* Work item *
The data should be printed again, exactly.

* Data to use *
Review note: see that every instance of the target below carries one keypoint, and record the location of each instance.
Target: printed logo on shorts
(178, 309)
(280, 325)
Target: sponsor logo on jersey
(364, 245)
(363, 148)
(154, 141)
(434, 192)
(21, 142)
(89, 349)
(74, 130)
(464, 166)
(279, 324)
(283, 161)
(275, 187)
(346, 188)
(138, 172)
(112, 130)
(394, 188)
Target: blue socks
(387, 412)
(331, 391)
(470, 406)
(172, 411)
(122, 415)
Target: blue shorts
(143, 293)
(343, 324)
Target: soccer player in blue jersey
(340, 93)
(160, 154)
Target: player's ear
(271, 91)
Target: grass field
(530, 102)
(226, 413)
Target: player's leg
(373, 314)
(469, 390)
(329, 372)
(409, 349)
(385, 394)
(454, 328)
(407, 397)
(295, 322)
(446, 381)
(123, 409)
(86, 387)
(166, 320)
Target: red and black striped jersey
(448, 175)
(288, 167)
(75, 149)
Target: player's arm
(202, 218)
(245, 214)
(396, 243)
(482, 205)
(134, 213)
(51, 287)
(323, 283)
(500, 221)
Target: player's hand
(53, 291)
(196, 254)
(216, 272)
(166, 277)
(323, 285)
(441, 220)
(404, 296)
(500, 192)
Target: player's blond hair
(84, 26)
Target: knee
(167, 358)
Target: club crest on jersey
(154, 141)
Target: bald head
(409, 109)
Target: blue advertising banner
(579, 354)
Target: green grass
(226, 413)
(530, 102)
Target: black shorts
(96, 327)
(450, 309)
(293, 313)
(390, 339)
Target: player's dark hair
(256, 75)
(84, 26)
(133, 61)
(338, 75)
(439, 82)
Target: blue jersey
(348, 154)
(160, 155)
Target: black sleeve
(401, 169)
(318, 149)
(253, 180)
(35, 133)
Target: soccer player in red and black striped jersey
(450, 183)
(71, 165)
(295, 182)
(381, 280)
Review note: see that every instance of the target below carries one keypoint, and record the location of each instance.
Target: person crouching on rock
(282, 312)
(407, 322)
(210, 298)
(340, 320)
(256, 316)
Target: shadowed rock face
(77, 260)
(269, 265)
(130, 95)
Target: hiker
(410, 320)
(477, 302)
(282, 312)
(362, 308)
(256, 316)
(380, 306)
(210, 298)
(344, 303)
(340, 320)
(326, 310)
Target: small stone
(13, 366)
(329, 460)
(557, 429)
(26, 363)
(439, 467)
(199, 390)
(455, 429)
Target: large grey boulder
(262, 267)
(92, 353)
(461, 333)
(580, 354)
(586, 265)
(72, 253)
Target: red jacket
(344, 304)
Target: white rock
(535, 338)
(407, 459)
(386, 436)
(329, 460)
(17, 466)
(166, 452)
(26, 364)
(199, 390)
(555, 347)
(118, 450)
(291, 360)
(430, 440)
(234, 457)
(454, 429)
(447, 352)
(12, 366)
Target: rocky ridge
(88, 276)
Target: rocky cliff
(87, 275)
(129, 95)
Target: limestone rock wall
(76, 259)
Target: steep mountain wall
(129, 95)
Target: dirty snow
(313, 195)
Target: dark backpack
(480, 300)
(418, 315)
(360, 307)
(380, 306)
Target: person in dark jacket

* Exercise solution *
Review note: see that every instance of the target below carries one keypoint, and record the location of each instance.
Target: printed logo on shorts
(178, 309)
(280, 325)
Target: sponsor logo on jersey
(364, 245)
(363, 148)
(154, 141)
(434, 192)
(21, 142)
(89, 349)
(74, 130)
(464, 166)
(279, 324)
(283, 161)
(275, 187)
(346, 188)
(138, 172)
(112, 130)
(394, 188)
Target: blue socks
(387, 412)
(331, 391)
(470, 406)
(172, 411)
(122, 415)
Target: blue shorts
(143, 293)
(343, 324)
Target: soccer player in blue jersey
(340, 93)
(160, 154)
Target: player's ear
(271, 91)
Target: grass field
(530, 102)
(226, 413)
Target: player's leg
(373, 314)
(469, 390)
(329, 372)
(409, 349)
(385, 394)
(454, 328)
(407, 397)
(295, 322)
(446, 381)
(123, 409)
(86, 387)
(166, 320)
Target: red and black striped jersey
(448, 175)
(288, 167)
(75, 149)
Target: player's arm
(202, 218)
(245, 214)
(396, 243)
(482, 205)
(134, 213)
(51, 287)
(323, 283)
(500, 221)
Target: player's hand
(53, 291)
(196, 254)
(216, 272)
(166, 277)
(323, 285)
(441, 220)
(404, 296)
(500, 192)
Target: player's blond hair
(84, 26)
Target: knee
(167, 358)
Target: club crest on jersey
(154, 141)
Target: bald head
(409, 109)
Target: blue advertising banner
(579, 354)
Target: green grass
(226, 413)
(530, 102)
Target: black shorts
(96, 327)
(450, 309)
(293, 313)
(390, 339)
Target: player's dark hair
(256, 75)
(84, 26)
(133, 61)
(338, 75)
(439, 82)
Target: blue jersey
(348, 154)
(160, 155)
Target: black sleeve
(401, 169)
(318, 149)
(253, 180)
(35, 133)
Target: soccer player in red and black striped jersey
(450, 183)
(71, 165)
(295, 182)
(381, 280)
Review note: see that every instance of the target below carries one keypoint, and record the location of each instance.
Target: person crouching on rock
(282, 312)
(407, 322)
(210, 298)
(340, 320)
(256, 316)
Target: shadowed rock face
(77, 260)
(269, 265)
(130, 95)
Target: hiker
(410, 320)
(477, 302)
(282, 312)
(362, 308)
(256, 316)
(380, 306)
(210, 298)
(344, 303)
(340, 320)
(326, 310)
Target: small stone
(13, 366)
(329, 460)
(557, 429)
(26, 363)
(439, 467)
(199, 390)
(455, 429)
Target: large grey boulder
(262, 267)
(92, 353)
(461, 333)
(580, 354)
(586, 265)
(72, 253)
Target: red jacket
(344, 304)
Target: white rock
(535, 338)
(407, 459)
(386, 436)
(329, 460)
(17, 466)
(166, 452)
(26, 364)
(199, 390)
(555, 347)
(118, 450)
(291, 360)
(430, 440)
(234, 457)
(454, 429)
(447, 352)
(12, 366)
Target: rocky ridge
(88, 276)
Target: rocky cliff
(87, 275)
(129, 95)
Target: limestone rock wall
(76, 259)
Target: steep mountain wall
(129, 95)
Target: dirty snow
(313, 195)
Target: dark backpack
(480, 300)
(418, 315)
(360, 307)
(380, 306)
Target: person in dark jacket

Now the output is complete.